== Extracto de la página ==
El dibujo del carmelita descalzo se demora en los instantes últimos de la agonía, cuando el cuerpo de Jesús, con la cabeza abatida sobre el pecho y las piernas encogidas, se desploma hacia delante. Las manos, rasgadas por los clavos, ya no soportan el peso del reo. La composición emplea una perspectiva cónica oblicua, situando su mirada en el ángulo superior derecho para invocar la posición de Dios respecto a su Hijo. El violento escorzo deforma la silueta, creando una asimetría entre los brazos. Se sacrifica la proporción a la expresión, la armonía a la fuerza dramática, el equilibrio a la intensidad. ¿Se trata de una “aparición maravillosa”, de una experiencia mística? ¿Es obra de la reflexión o una iluminación? Quizás lo más apropiado sea decir que el dibujo es fruto de una visión interior y, por tanto, una vivencia mística, pues los místicos nunca alardearon de ver con los ojos del cuerpo, sino con los del alma.
La sabiduría de Dios
El sentido de la muerte de Jesús en la cruz fue “reconciliar y unir al género humano” (Subida del Monte Carmelo II, 7, 11). El pecado original introdujo la discordia y la violencia en la historia. La muerte de Abel fue la evidencia de que se había roto el equilibrio establecido por Dios. El dibujo de san Juan de la Cruz intenta expresa la tragedia de la libertad. Dios se ocultó para garantizar la autonomía del hombre y cuando este rompió el orden que había creado, entregó a su Hijo para que sanara las heridas del mundo.

== Ejercicios propuestos ==
- a) Según el texto sobre el dibujo de san Juan de la Cruz, ¿en qué lugar sitúa la composición su mirada?
- b) Repite del texto sobre el dibujo de san Juan de la Cruz todo lo que va desde "La sabiduría de" hasta "heridas del mundo.".
- c) Prosigue el texto sobre el dibujo de san Juan de la Cruz a partir del punto en que termina.

== Extracto del listado ==
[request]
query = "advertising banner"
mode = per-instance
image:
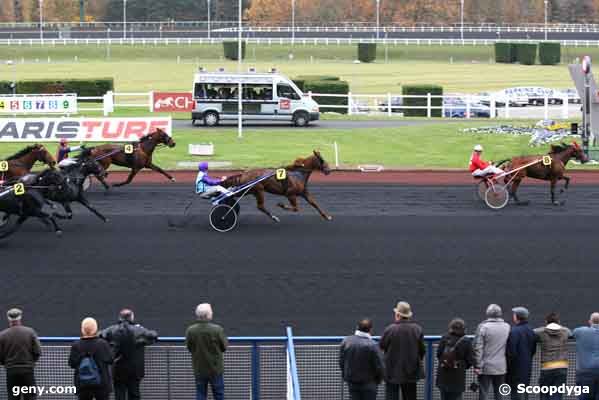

== Soluciones ==
- a) En el ángulo superior derecho, para invocar la posición de Dios respecto a su Hijo.

- b)
La sabiduría de Dios
El sentido de la muerte de Jesús en la cruz fue “reconciliar y unir al género humano” (Subida del Monte Carmelo II, 7, 11). El pecado original introdujo la discordia y la violencia en la historia. La muerte de Abel fue la evidencia de que se había roto el equilibrio establecido por Dios. El dibujo de san Juan de la Cruz intenta expresa la tragedia de la libertad. Dios se ocultó para garantizar la autonomía del hombre y cuando este rompió el orden que había creado, entregó a su Hijo para que sanara las heridas del mundo.

- c)
El amor de Dios al ser humano excede todo conocimiento. Apenas podemos comprender su profundidad y, menos aún, que se manifestara en la impotencia de la cruz. El omnipotente aceptó un abajamiento particularmente humillante, renunciando a su libertad. El carmelita descalzo intenta mostrar esa paradoja en su dibujo, privilegiando el dramatismo sobre la perfección formal. Es una imagen muy alejada de la serenidad de otras representaciones, donde una estética preciosista aligera la crudeza de una forma de ejecución especialmente indigna y cruel. Su propósito no es tan solo mover a la devoción, sino intentar comprender la sabiduría de Dios, que se revela incluso en la muerte.
Es imposible no amar al que lo da todo por el hombre. Su sacrificio puede despertar nuestra perplejidad, pues siempre esperamos de lo divino gestos de poder y no un aparente fracaso como puede interpretarse la cruz en un primer momento. Sin embargo, debemos reparar en que “las verdades divinas no solamente se saben, más justamente se gustan”. La sabiduría de Dios solo puede comprenderse “no entendiendo”, pues es algo secreto y escondido. El misterio de la cruz es el umbral de ese otro mundo donde prevalecen la plenitud y la perfección. Un reino sin agravios ni aflicción. Para unirse a Dios hay que aniquilar ese yo movido por la ambición de poder y la vanidad del que somos esclavos, sin advertir que es el ídolo más enemistado con nuestra dignidad. La verdadera libertad es vivir en el amor, pues “Dios es amor, y el que vive en amor permanece en Dios, y Dios en él” (1 Jn. 4, 16).
El dibujo de san Juan de Cruz es una declaración de amor, pues sabe que no hay otro camino para llegar a Dios. “El que no ama no conoce a Dios” (1 Jn. 4, 8). Dios nos amó hasta el extremo de morir en la cruz, un castigo reservado a esclavos y rebeldes. Solo podemos conocer a Dios, amando a ese Cristo que nos lo dio todo. En su “Oración del alma enamorada”, san Juan de la Cruz describe la ebriedad de la fe: “Míos son los cielos y mía es la tierra; mías son las gentes, los justos son míos y míos los pecadores; los ángeles son míos, y la Madre de Dios y todas las cosas son mías; y el mismo Dios es mío y para mí, porque Cristo es mío y todo para mí. Pues ¿qué pides y buscas, alma mía? Tuyo es todo esto, y todo es para ti. No te pongas en menos ni repares en meajas que se caen de la mesa de tu Padre. Sal fuera y gloríate en tu gloria, escóndete en ella y goza, y alcanzarás las peticiones de tu corazón”.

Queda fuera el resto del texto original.